AIM 1 –
Return the passage of the Spark dynamic allocation page that runs between "For more information" and "Default: 60 s.", inclusive, copied word for word.
AIM 2 –
Count the lines of the records that contain the string "filing", and reply with only that number.

EXCERPTED PASSAGE –
****************************************

Running Apache Spark ApplicationsPDF version

Dynamic allocation

Dynamic allocation allows Spark to dynamically scale the cluster resources allocated to your application based on the workload. When dynamic allocation is enabled and a Spark application has a backlog of pending tasks, it can request executors. When the application becomes idle, its executors are released and can be acquired by other applications.

In Cloudera Data Platform (CDP), dynamic allocation is enabled by default. The table below describes properties to control dynamic allocation.

To disable dynamic allocation, set spark.dynamicAllocation.enabled to false. If you use the --num-executors command-line argument or set the spark.executor.instances property when running a Spark application, the number of initial executors is the greater of spark.executor.instances or spark.dynamicAllocation.initialExecutors.

For more information on how dynamic allocation works, see resource allocation policy.

When Spark dynamic resource allocation is enabled, all resources are allocated to the first submitted job available causing subsequent applications to be queued up. To allow applications to acquire resources in parallel, allocate resources to pools and run the applications in those pools and enable applications running in pools to be preempted.

If you are using Spark Streaming, see the recommendation in Spark Streaming and Dynamic Allocation.

Table 1. Dynamic Allocation Properties
Property Description
spark.dynamicAllocation.executorIdleTimeout The length of time executor must be idle before it is removed.

Default: 60 s.

spark.dynamicAllocation.enabled Whether dynamic allocation is enabled.

Default: true.

spark.dynamicAllocation.initialExecutors The initial number of executors for a Spark application when dynamic allocation is enabled. If spark.executor.instances (or its equivalent command-line argument, --num-executors) is set to a higher number, that number is used instead.

Default: 1.

spark.dynamicAllocation.minExecutors The lower bound for the number of executors.

Default: 0.

spark.dynamicAllocation.maxExecutors The upper bound for the number of executors.

Default: Integer.MAX_VALUE.

spark.dynamicAllocation.schedulerBacklogTimeout The length of time pending tasks must be backlogged before new executors are requested.

Default: 1 s.

****************************************

SOURCE MATERIAL –
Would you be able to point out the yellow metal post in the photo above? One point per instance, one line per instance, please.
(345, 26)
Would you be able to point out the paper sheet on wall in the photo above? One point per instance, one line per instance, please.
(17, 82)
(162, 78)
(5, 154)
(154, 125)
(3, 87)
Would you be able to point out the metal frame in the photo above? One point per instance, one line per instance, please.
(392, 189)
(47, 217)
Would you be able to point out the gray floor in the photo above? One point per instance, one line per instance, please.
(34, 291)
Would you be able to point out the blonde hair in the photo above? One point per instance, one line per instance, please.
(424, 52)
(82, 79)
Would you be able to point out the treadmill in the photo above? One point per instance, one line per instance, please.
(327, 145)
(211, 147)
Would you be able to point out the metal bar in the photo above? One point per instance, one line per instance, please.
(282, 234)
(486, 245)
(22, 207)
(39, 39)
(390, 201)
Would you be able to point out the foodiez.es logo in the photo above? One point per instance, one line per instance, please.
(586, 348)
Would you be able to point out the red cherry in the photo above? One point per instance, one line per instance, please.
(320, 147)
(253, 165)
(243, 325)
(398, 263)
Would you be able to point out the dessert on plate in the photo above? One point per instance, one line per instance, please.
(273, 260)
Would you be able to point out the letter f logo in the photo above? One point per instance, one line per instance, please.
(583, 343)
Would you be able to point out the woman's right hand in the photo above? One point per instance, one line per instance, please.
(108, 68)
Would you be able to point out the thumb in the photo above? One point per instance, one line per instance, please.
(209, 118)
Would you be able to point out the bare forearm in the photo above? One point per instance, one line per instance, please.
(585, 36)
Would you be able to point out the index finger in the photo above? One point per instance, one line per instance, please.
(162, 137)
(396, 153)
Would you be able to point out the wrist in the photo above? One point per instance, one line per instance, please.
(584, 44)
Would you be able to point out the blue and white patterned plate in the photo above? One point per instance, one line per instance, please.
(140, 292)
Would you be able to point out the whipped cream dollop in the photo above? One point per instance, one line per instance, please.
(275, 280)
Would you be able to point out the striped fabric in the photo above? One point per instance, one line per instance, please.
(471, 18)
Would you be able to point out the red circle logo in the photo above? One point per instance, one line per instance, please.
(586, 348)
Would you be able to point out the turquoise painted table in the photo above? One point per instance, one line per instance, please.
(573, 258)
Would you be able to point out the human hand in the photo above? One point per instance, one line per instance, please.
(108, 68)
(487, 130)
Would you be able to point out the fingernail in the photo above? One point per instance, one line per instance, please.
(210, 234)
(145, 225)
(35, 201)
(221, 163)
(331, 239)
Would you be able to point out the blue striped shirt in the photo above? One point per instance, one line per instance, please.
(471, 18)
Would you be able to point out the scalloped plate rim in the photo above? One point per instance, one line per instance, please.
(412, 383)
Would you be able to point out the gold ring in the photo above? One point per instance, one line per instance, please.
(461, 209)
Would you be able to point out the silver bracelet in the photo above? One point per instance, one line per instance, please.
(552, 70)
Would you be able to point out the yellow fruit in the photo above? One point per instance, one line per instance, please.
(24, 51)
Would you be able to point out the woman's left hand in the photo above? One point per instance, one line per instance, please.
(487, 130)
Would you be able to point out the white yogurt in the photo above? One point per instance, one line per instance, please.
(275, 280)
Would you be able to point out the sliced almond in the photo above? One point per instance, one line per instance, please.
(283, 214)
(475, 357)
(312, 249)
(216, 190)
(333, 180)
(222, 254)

****************************************

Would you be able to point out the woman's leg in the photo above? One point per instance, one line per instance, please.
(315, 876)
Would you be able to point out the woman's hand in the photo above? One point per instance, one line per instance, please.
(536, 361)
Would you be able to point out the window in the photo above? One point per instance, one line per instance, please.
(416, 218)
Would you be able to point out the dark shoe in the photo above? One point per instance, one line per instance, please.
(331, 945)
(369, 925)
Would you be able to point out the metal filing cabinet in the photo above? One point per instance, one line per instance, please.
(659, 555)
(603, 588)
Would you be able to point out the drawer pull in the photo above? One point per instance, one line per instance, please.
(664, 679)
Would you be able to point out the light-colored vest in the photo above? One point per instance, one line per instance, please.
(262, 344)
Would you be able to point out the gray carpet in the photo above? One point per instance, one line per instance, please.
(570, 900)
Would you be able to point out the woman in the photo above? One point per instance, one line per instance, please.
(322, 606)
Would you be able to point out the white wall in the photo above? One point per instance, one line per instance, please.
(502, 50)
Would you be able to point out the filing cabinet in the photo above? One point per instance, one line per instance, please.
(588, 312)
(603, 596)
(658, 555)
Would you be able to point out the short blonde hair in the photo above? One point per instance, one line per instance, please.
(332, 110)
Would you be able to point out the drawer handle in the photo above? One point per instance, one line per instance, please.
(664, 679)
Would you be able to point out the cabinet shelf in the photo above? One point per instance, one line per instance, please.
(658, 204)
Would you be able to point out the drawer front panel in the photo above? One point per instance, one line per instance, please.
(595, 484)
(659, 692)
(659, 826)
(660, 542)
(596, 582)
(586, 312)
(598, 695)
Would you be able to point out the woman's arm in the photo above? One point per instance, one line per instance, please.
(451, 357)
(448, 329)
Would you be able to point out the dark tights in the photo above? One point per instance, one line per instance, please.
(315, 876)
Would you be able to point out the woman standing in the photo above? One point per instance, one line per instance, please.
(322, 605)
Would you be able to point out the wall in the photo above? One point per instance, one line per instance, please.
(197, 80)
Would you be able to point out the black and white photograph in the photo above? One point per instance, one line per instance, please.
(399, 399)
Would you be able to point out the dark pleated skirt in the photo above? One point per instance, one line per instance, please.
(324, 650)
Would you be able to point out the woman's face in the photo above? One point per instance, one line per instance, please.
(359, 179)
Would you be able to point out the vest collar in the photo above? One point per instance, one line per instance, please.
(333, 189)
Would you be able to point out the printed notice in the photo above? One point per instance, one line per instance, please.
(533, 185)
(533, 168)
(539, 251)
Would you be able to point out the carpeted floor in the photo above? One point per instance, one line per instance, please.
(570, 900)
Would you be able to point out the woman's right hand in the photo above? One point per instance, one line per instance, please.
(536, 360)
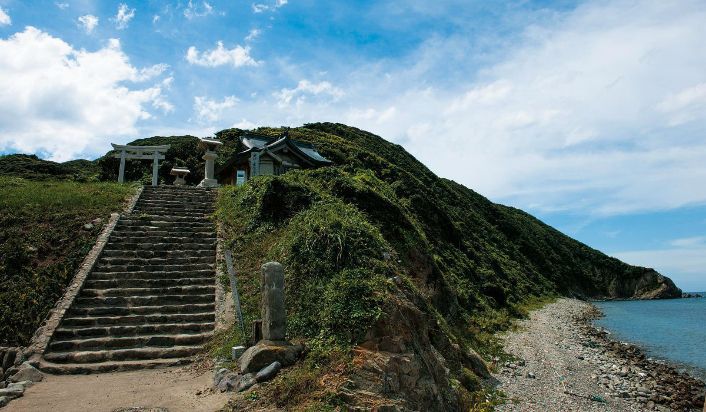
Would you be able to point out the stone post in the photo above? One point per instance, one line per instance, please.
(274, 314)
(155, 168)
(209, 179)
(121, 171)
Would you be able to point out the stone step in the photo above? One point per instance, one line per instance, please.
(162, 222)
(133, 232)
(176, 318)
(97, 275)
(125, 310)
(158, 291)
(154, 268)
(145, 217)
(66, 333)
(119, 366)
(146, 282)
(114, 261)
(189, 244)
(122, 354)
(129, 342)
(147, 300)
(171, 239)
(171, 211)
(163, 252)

****************************************

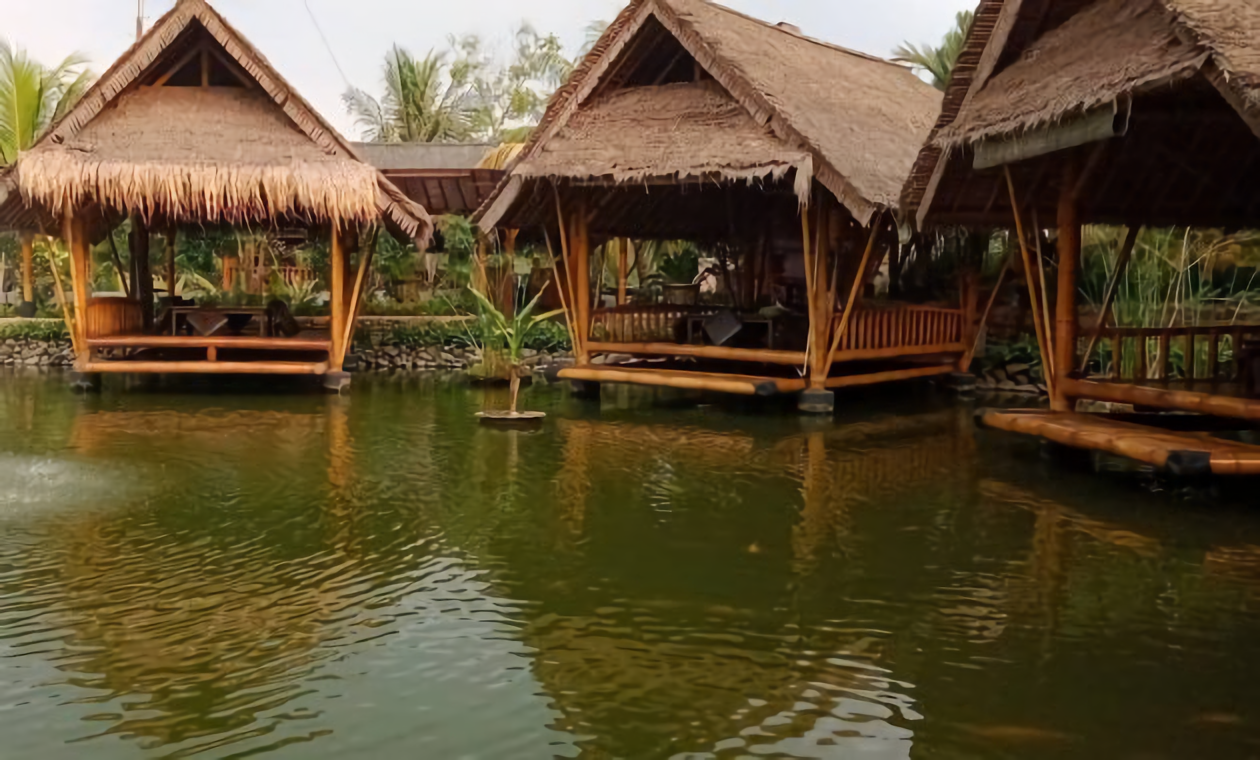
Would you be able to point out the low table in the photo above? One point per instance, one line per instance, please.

****************************************

FINISHED ANSWER 1 –
For more information on how dynamic allocation works, see resource allocation policy.

When Spark dynamic resource allocation is enabled, all resources are allocated to the first submitted job available causing subsequent applications to be queued up. To allow applications to acquire resources in parallel, allocate resources to pools and run the applications in those pools and enable applications running in pools to be preempted.

If you are using Spark Streaming, see the recommendation in Spark Streaming and Dynamic Allocation.

Table 1. Dynamic Allocation Properties
Property Description
spark.dynamicAllocation.executorIdleTimeout The length of time executor must be idle before it is removed.

Default: 60 s.

FINISHED ANSWER 2 –
2